## [ABOUT THIS EXERCISE]
Give again, word for word, each line below starting at the one that contains "# test: pin the white sleeve, one" and ending at the one that contains "# test: pin the dark blue".

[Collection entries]
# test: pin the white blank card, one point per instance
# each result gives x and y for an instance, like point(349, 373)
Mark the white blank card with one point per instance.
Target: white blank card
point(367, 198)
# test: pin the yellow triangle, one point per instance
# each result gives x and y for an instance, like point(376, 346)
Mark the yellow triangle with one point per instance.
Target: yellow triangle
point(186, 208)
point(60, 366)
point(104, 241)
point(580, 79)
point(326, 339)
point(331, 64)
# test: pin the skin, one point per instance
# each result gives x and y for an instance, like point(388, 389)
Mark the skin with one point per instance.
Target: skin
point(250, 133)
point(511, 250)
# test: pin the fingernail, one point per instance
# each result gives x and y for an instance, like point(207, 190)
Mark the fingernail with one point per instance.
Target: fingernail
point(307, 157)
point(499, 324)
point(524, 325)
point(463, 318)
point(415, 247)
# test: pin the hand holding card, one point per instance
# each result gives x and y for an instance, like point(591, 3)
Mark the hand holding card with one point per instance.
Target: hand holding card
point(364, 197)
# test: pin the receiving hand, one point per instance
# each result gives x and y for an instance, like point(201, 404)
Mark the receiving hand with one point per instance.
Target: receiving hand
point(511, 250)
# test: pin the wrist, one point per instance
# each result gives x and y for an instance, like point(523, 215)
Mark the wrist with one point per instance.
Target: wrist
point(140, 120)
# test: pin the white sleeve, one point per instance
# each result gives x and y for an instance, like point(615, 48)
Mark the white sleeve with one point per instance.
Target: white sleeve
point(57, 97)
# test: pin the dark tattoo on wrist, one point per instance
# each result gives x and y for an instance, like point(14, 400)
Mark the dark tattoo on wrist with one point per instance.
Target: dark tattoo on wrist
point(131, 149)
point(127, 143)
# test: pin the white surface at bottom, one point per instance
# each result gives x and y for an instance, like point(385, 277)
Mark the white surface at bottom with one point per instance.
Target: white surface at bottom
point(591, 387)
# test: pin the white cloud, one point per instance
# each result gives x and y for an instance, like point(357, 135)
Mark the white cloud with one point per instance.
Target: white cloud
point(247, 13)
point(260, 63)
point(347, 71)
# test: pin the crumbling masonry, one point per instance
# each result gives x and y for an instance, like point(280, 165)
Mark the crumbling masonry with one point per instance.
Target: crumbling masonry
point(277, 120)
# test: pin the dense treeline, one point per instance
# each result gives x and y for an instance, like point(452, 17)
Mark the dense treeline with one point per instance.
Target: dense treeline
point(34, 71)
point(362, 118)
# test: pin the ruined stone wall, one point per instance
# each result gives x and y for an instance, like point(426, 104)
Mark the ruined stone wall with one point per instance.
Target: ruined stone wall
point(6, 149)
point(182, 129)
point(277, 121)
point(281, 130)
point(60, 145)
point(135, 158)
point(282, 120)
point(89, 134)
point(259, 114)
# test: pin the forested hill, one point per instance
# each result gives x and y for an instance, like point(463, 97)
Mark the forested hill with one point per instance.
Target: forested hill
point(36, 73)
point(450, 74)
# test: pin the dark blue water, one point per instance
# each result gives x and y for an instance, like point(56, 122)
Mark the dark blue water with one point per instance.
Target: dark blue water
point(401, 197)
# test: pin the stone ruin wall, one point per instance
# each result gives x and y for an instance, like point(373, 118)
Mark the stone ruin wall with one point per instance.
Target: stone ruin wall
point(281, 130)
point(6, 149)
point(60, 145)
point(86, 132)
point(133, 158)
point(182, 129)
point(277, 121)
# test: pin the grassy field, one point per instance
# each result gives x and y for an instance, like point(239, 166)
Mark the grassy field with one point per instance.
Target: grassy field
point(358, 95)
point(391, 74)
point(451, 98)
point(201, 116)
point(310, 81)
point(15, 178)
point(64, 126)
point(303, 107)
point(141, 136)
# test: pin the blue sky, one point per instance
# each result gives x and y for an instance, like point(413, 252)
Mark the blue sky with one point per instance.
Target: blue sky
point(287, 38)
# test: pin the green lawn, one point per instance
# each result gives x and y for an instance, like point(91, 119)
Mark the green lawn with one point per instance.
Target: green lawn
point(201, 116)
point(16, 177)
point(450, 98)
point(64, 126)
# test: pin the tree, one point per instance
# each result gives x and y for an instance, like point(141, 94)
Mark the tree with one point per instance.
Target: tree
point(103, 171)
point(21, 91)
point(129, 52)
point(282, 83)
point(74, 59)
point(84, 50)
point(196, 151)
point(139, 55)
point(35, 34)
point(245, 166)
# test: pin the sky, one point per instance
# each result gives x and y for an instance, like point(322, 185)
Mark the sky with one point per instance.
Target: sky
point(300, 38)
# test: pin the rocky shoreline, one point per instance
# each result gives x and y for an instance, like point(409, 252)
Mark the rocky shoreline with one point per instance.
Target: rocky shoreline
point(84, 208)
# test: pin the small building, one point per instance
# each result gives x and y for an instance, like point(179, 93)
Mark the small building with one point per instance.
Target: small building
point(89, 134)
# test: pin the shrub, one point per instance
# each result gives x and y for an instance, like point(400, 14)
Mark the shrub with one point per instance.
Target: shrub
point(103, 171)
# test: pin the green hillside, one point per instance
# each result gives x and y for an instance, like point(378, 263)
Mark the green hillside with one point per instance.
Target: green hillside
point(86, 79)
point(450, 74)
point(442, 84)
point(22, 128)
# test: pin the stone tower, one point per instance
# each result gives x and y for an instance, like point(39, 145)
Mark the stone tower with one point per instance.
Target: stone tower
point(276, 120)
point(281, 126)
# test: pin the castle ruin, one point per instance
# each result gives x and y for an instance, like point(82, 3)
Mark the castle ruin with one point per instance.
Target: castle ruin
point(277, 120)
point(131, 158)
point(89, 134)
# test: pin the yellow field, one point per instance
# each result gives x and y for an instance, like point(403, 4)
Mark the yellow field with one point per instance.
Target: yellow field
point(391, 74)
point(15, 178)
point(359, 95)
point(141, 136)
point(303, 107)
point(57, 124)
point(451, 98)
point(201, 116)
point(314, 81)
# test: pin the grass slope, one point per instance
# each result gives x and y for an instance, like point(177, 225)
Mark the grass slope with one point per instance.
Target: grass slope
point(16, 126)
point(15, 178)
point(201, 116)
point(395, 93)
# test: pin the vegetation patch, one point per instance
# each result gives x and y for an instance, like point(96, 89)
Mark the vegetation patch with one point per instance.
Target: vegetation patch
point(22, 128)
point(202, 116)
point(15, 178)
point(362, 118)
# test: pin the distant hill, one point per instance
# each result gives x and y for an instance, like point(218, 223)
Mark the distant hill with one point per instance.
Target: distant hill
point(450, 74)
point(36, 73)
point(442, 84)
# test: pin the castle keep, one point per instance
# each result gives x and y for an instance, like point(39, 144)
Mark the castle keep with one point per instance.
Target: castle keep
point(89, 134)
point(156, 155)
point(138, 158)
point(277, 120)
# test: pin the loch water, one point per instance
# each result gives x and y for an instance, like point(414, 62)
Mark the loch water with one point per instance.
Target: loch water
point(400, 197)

## [WRITTEN ANSWER]
# test: pin the white sleeve, one point per instance
# each result gives x and y for an instance, like point(615, 48)
Mark the white sleeve with one point per instance.
Target: white sleeve
point(57, 97)
# test: pin the dark tattoo on wrist, one point per instance
# each result gives x and y for an instance, like point(14, 400)
Mark the dark tattoo on wrist with one point per instance.
Target: dark tattoo on wrist
point(131, 149)
point(127, 143)
# test: pin the white surface at bottom, one point per instance
# each result gives x and y for an instance, like point(385, 277)
Mark the white surface at bottom with one point per instance.
Target: white surface at bottom
point(591, 387)
# test: pin the white cloud, one point per instance
# each result gives x and y for an instance, like point(357, 135)
Mark the white cloud with one point per instance.
Target: white cloud
point(247, 13)
point(260, 63)
point(347, 71)
# test: pin the crumbling masonry, one point per instance
# each result gives x and y for an instance, like point(280, 165)
Mark the crumbling masonry with one point per instance.
Target: crumbling masonry
point(277, 120)
# test: pin the dense treeline, one point per instance
# each result gives x and y for an instance, like point(452, 17)
Mark the dense treeline with one point per instance.
Target: dense treeline
point(34, 71)
point(362, 118)
# test: pin the ruined stone wall, one point per instance
# each result gives x and y for an instance, like point(426, 104)
Mark the ruined stone wall with one point per instance.
Target: ruined stone wall
point(6, 149)
point(182, 129)
point(277, 121)
point(281, 130)
point(60, 145)
point(135, 158)
point(282, 120)
point(89, 134)
point(259, 114)
# test: pin the forested hill, one point per instance
# each result gives x and y for an instance, like point(463, 97)
Mark the forested hill with one point per instance.
Target: forested hill
point(36, 73)
point(450, 74)
# test: pin the dark blue water, one point per instance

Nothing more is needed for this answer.